» Data provided:
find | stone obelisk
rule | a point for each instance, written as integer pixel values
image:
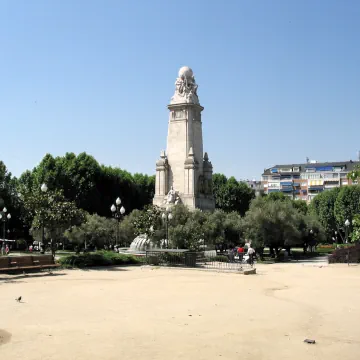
(184, 172)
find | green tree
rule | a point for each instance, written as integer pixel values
(232, 195)
(9, 198)
(279, 224)
(323, 207)
(52, 212)
(355, 174)
(355, 236)
(347, 204)
(93, 187)
(96, 231)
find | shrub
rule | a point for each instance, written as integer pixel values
(219, 258)
(101, 258)
(345, 254)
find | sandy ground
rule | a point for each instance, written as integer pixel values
(152, 313)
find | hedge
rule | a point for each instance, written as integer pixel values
(100, 258)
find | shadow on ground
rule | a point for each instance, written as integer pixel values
(14, 278)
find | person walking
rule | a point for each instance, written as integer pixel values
(251, 253)
(240, 253)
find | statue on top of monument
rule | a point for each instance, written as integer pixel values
(185, 87)
(170, 198)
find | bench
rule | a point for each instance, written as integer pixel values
(22, 263)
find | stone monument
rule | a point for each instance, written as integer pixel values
(184, 172)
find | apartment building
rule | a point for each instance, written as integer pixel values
(305, 181)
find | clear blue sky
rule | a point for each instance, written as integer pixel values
(279, 80)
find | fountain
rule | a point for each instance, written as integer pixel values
(140, 243)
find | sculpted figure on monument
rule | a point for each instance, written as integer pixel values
(170, 198)
(185, 87)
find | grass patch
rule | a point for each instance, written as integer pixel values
(99, 258)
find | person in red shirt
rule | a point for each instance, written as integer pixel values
(241, 253)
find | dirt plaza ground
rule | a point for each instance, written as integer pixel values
(159, 313)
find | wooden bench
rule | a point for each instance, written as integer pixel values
(23, 263)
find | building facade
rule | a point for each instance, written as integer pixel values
(305, 181)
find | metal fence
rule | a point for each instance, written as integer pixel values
(202, 260)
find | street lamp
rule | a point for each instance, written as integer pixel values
(167, 216)
(4, 218)
(118, 213)
(44, 189)
(347, 224)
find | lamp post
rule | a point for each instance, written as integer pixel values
(44, 189)
(118, 212)
(347, 224)
(4, 218)
(167, 216)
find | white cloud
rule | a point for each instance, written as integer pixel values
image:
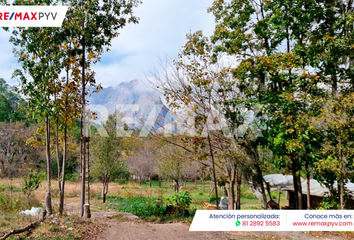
(161, 31)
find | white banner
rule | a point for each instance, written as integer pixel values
(273, 220)
(32, 16)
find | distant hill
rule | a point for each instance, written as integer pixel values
(141, 105)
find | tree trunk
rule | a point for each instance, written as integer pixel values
(238, 196)
(308, 187)
(48, 199)
(83, 119)
(57, 151)
(203, 184)
(297, 182)
(61, 202)
(176, 185)
(341, 181)
(231, 190)
(104, 191)
(214, 174)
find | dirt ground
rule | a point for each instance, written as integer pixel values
(128, 226)
(131, 227)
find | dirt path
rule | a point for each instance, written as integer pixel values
(130, 227)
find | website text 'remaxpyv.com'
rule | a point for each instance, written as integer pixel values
(273, 220)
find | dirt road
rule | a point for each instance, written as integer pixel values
(129, 227)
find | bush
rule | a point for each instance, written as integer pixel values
(30, 184)
(15, 202)
(181, 201)
(141, 207)
(121, 181)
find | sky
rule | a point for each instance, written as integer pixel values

» To be done: Leave out the pictures and retype every line above exactly.

» Response to the task:
find | stone obelisk
rule | a point for each instance, written as integer pixel values
image:
(184, 172)
find | green tree
rule | a point for each instance, written as integer pixel values
(232, 195)
(9, 198)
(279, 224)
(323, 207)
(52, 212)
(355, 174)
(355, 236)
(347, 204)
(93, 187)
(96, 231)
find | shrub
rule | a point for each instance, written as integer pixel values
(219, 258)
(101, 258)
(345, 254)
find | sandy ground
rule | a point for each instance, written as integer pixel values
(152, 313)
find | hedge
rule | a point for each instance, written as integer pixel values
(100, 258)
find | shadow on ground
rule | a point for each instance, written as integer pixel values
(14, 278)
find | person walking
rule | a point for each instance, written as integer pixel values
(251, 253)
(240, 253)
find | statue on top of monument
rule | a point for each instance, written as integer pixel values
(185, 87)
(170, 198)
find | bench
rule | a point for each instance, written as integer pixel values
(22, 263)
find | stone monument
rule | a point for each instance, written as integer pixel values
(184, 172)
find | apartment building
rule | a point for each instance, written as integer pixel values
(305, 181)
find | clear blue sky
rule | a point for each instance, written as integer pixel values
(279, 80)
find | fountain
rule | a point for each instance, written as integer pixel values
(140, 243)
find | sculpted figure on monument
rule | a point for each instance, written as integer pixel values
(170, 198)
(185, 87)
find | grass patch
rule | a point for each instance, written as integer pixel values
(99, 258)
find | person in red shirt
rule | a point for each instance, written as integer pixel values
(241, 253)
find | dirt plaza ground
rule | a point for each instance, written as integer pixel values
(159, 313)
find | wooden bench
rule | a point for each instance, written as integer pixel values
(23, 263)
find | building facade
rule | a point for each instance, written as integer pixel values
(305, 181)
find | metal fence
rule | a point for each instance, written as integer pixel values
(202, 260)
find | street lamp
rule | a point for each instance, written as integer pixel values
(167, 216)
(4, 218)
(118, 213)
(44, 189)
(347, 224)
find | lamp post
rule | a point for each instance, written as integer pixel values
(44, 189)
(118, 212)
(347, 224)
(4, 218)
(167, 216)
find | white cloud
rule | a point for each instance, written as integer pixel values
image:
(161, 31)
find | white banner
rule | a point for each instance, written as integer pixel values
(273, 220)
(32, 16)
find | distant hill
rule | a point for each instance, written as integer pixel values
(141, 105)
find | tree trunk
rule | a point for each instance, written as integer pixel values
(238, 196)
(308, 187)
(48, 199)
(83, 119)
(57, 151)
(203, 184)
(297, 182)
(61, 202)
(176, 185)
(341, 181)
(231, 190)
(104, 191)
(214, 174)
find | dirt ground
rule | a point for each instance, written as integer pixel values
(128, 226)
(131, 227)
find | dirt path
rule | a point for each instance, written as integer pixel values
(130, 227)
find | website text 'remaxpyv.com'
rule | a point for each instance, written as integer pixel values
(273, 220)
find | dirt road
rule | a point for each instance, written as integer pixel values
(129, 227)
find | bush
rule | a point for each instance, written as integer pixel values
(30, 184)
(15, 202)
(181, 201)
(141, 207)
(121, 181)
find | sky
rule | a point for each instance, written as integer pixel values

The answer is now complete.